_EXERCISE SET_.
a – Reproduce the passage on CDFI lending under the Paycheck Protection Program word for word, starting at "WASHINGTON-The Small Business" and ending at "Financial Institutions (CDFIs).".
b – Extend the passage on CDFI lending under the Paycheck Protection Program, picking up after its final sentence.

_TEXT SEGMENT_.
■ ■ ■ ■ ■ ■ ■
WASHINGTON-The Small Business Administration and the Treasury Department have announced they have set aside $10 billion of Round 2 funding for the Paycheck Protection Program (PPP) to be lent exclusively by Community Development Financial Institutions (CDFIs).
"The forgivable loan program, PPP, is dedicated to providing emergency capital to sustain our nation's small businesses, the drivers of our economy, and retain their employees," said SBA Administrator Jovita Carranza. "CDFIs provide critically important capital and technical assistance to small businesses from rural, minority and other underserved communities, especially during this economically challenging time."
As of May 23, 2020, CDFIs have approved more than $7 billion ($3.2 billion in Round 2) in PPP loans. The additional $6.8 billion will ensure that entrepreneurs and small business owners in all communities have easy access to the financial system, and that they receive much-needed capital to maintain their workforces, the SBA said.
■ ■ ■ ■ ■ ■ ■
_MATERIAL SHOWN_.

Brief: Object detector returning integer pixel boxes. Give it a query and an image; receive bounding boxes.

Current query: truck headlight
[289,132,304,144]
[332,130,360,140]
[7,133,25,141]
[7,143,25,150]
■ ■ ■ ■ ■ ■ ■
_RESULTS FOR EACH TASK_.
a –
WASHINGTON-The Small Business Administration and the Treasury Department have announced they have set aside $10 billion of Round 2 funding for the Paycheck Protection Program (PPP) to be lent exclusively by Community Development Financial Institutions (CDFIs).

b –
To date, more than 4.4 million loans have been approved for over $510 billion on PPP loans. As CUToday.info has reported, the second round of funding, some $310 billion, has not been depleted as quickly as many had predicted.
NAFCU Response
“NAFCU appreciates the Treasury Department and the SBA allocating $10 billion in PPP funding to be lent exclusively by CDFIs,” said NAFCU President and CEO Dan Berger. “NAFCU has consistently advocated for more PPP funds to be set aside for CDFIs and MDIs to ensure low-income and underserved communities have the financial resources needed to weather the pandemic. This decision will allow emergency capital to reach the communities that need it the most during this difficult and uncertain economic period. NAFCU will continue to advocate for additional CDFI funding.”